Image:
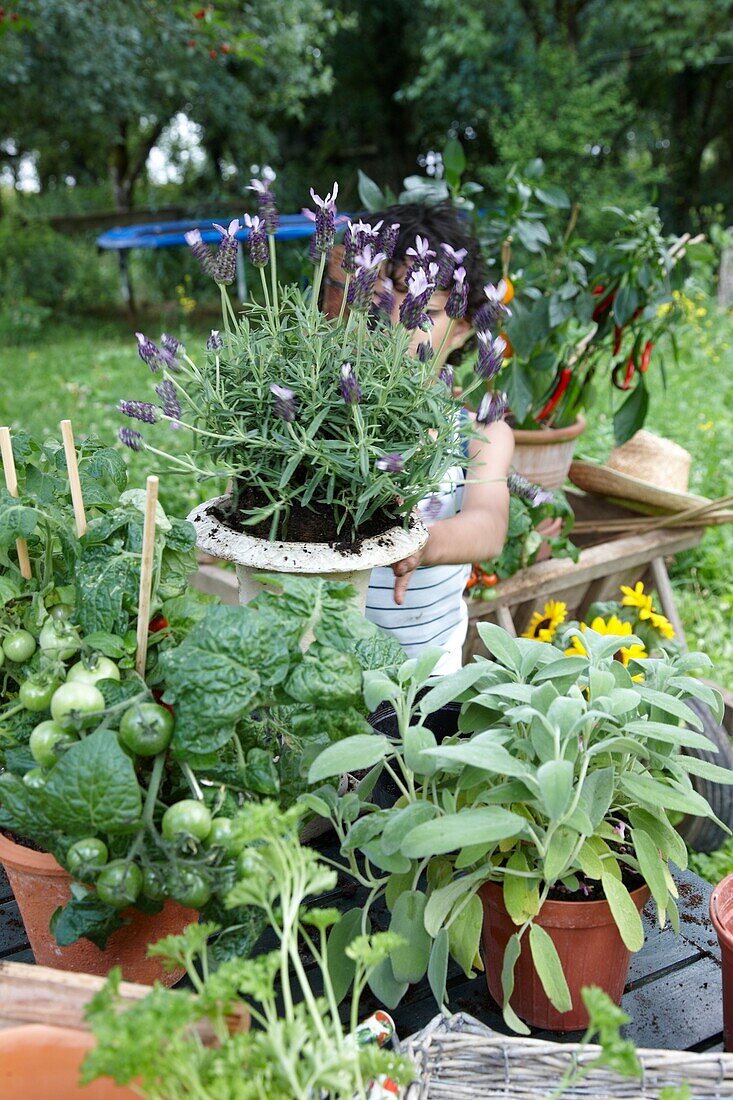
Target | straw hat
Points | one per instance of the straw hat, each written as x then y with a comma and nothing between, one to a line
647,474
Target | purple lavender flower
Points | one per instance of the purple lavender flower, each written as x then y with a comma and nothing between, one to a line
225,262
325,220
258,241
156,358
420,253
167,393
387,239
419,290
284,403
491,354
361,288
385,297
492,408
200,250
131,439
391,463
457,303
266,201
139,410
448,260
493,310
526,491
350,388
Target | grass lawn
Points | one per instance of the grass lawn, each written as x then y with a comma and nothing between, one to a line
81,371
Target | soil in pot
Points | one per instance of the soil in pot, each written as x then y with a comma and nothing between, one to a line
41,886
304,524
42,1063
588,943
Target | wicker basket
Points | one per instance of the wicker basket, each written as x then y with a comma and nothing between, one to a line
458,1058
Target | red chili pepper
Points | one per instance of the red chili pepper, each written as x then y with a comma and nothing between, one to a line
566,374
646,355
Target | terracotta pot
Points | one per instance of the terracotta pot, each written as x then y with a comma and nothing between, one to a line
588,942
544,455
41,886
39,1062
721,914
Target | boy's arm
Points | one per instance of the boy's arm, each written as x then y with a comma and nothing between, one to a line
478,531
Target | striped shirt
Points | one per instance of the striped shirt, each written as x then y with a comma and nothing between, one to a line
434,612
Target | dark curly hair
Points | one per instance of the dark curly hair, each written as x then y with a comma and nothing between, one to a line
441,223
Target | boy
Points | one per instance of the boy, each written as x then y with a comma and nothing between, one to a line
419,600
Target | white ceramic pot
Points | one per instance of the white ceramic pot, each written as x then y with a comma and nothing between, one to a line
254,556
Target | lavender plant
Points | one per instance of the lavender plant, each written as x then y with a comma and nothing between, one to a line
308,414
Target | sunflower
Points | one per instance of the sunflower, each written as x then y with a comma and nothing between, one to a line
544,624
662,624
637,597
614,625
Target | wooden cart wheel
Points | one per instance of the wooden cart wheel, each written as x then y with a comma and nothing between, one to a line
701,833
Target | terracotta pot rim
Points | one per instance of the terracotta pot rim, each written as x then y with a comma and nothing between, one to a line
25,859
565,914
724,933
545,437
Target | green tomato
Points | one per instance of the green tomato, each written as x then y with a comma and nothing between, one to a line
58,639
102,669
119,883
86,857
34,779
19,646
36,695
187,817
153,884
146,728
189,888
73,703
45,741
220,836
61,612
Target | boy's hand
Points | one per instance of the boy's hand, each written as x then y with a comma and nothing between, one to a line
403,571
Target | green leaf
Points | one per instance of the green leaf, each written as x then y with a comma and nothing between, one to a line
465,935
94,789
511,955
624,912
549,968
502,647
460,829
85,915
352,754
438,966
630,417
555,779
340,967
409,960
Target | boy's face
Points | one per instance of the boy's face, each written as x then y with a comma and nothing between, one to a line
436,310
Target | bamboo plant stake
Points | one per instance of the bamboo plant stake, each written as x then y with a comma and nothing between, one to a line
146,573
11,484
75,484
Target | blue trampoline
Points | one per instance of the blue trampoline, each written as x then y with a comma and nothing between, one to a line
171,234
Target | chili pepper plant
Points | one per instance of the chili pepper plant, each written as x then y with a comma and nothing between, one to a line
131,782
310,416
299,1048
559,782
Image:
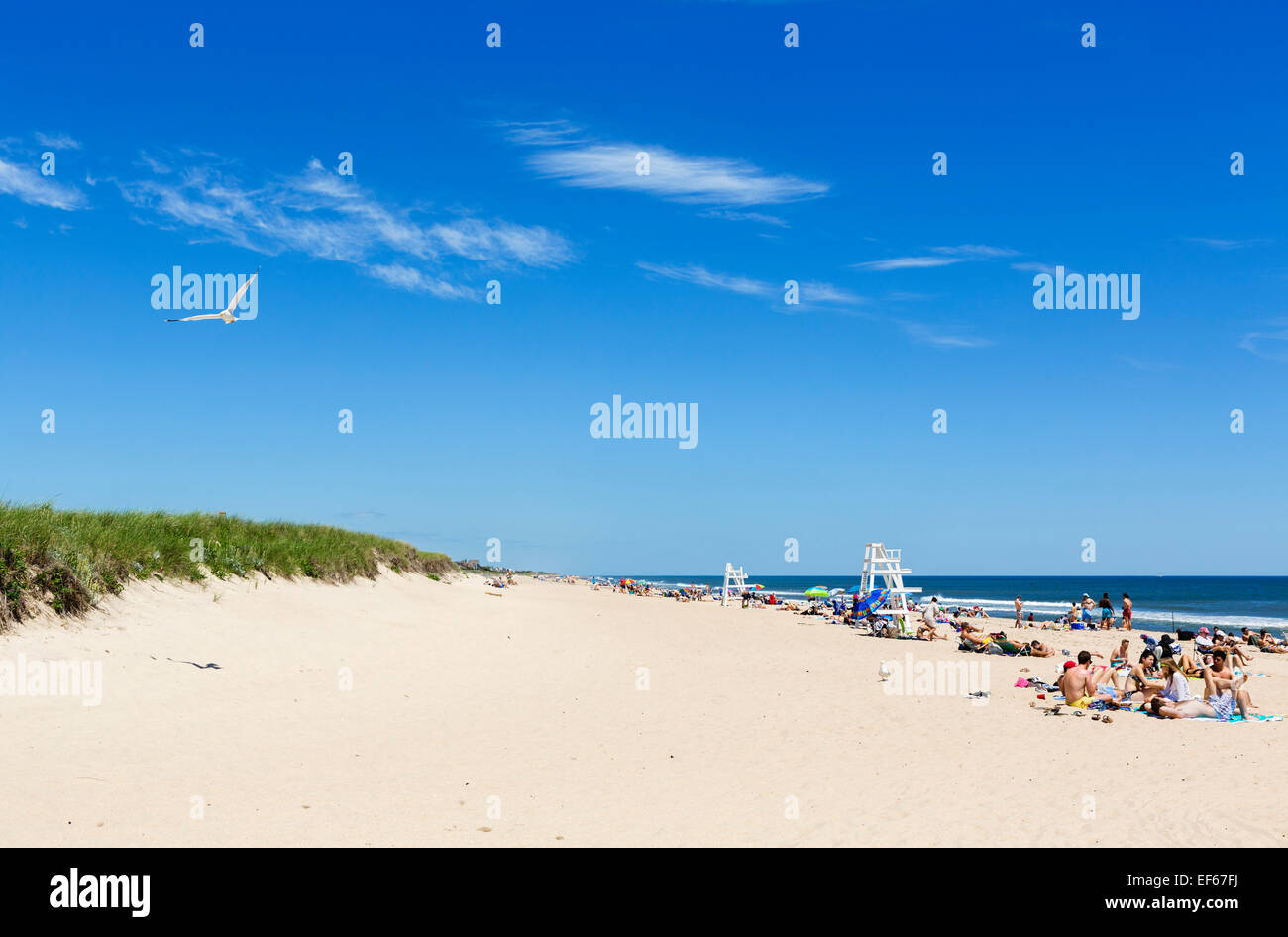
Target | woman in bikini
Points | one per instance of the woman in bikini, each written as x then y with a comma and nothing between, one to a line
1142,676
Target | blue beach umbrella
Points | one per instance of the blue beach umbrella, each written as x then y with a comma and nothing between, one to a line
872,600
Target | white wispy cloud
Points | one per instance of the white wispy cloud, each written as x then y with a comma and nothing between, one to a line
699,275
975,252
321,215
938,338
33,188
570,159
415,280
1273,345
906,262
760,218
56,141
939,257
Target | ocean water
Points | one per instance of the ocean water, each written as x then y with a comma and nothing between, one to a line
1158,602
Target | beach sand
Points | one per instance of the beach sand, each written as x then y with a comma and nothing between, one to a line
520,720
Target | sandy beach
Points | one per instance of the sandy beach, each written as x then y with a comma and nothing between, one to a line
407,712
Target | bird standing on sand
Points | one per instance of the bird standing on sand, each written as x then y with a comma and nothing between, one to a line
227,316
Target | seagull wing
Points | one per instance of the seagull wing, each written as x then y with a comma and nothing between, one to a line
240,292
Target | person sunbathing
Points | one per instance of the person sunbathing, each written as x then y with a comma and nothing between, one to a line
1267,643
1142,674
1080,690
1220,699
927,632
1041,650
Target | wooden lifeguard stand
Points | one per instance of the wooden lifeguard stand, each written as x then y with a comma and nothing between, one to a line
735,578
880,562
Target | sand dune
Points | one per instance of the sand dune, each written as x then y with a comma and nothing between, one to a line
520,721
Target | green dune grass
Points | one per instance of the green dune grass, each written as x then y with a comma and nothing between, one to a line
67,560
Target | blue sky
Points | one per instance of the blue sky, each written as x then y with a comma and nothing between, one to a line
768,163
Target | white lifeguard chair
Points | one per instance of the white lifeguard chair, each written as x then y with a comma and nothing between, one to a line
734,578
880,562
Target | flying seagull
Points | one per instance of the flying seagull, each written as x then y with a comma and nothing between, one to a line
227,316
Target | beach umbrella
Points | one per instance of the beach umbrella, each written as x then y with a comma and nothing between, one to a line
872,600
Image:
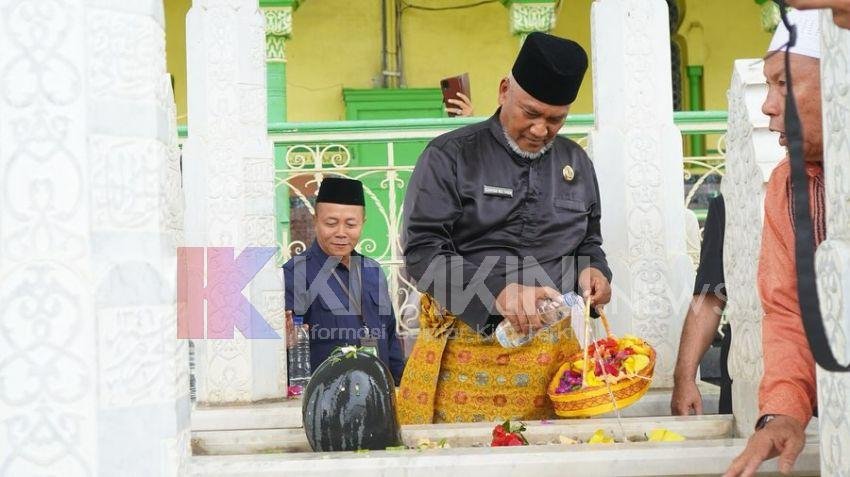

## Exercise
Transcribe exactly each line of the records from the start up to and including the one with "Target | white ceramic pot", and leave out every picture.

## Output
Image:
Target | straw hat
Points | one per instance of the straw hat, each written as x then y with a comma and nothing between, one to a line
647,474
Target | purple lavender flower
Points | one per instance of the purple lavender flower, each written as x then y with a comma and nothing between, one to a line
225,262
325,220
258,241
156,358
420,253
167,393
387,239
419,290
284,403
491,354
361,288
385,297
492,408
200,250
131,439
391,463
457,303
266,201
139,410
448,260
493,310
526,491
350,388
Target | grass lawn
Points | one per instance of the grass lawn, each written as x then y with a comma and nothing between, one to a line
81,371
Target | soil in pot
Points | one per instance of the soil in pot, each written as x then y with a comma and nothing between, one to a line
41,886
304,524
42,1063
588,943
Target | wicker basket
Points | one per instance of the wicker basket, each written as x then y with a comma and nothing between, one to a line
458,1058
Target | red chili pepper
Points | one per instance of the red chili pepper, each written as x then y with a comma and nothing between, one to a line
566,374
646,355
Target | terracotta pot
Points | one per instance of the terracotta pot, each written as x then y with a comma and nothing between, one to a line
588,942
544,455
41,886
39,1062
721,914
Target | boy's arm
Points | one per instance of the boy's arm, each written as x then y with a comma and nothing between, one to a line
478,531
Target | striped shirt
Points | one per instance of the striped shirt, each written as x then y with a comma and nothing between, one to a line
434,612
Target | dark curly hair
Points | one per instance of the dark curly hair, each written as x then y with a comma and nothing between, one to a line
441,223
Target | boy
Points | one per instance of the boy, each written as x then y with a comma and nothing between, one to a line
419,600
Target | white ceramic pot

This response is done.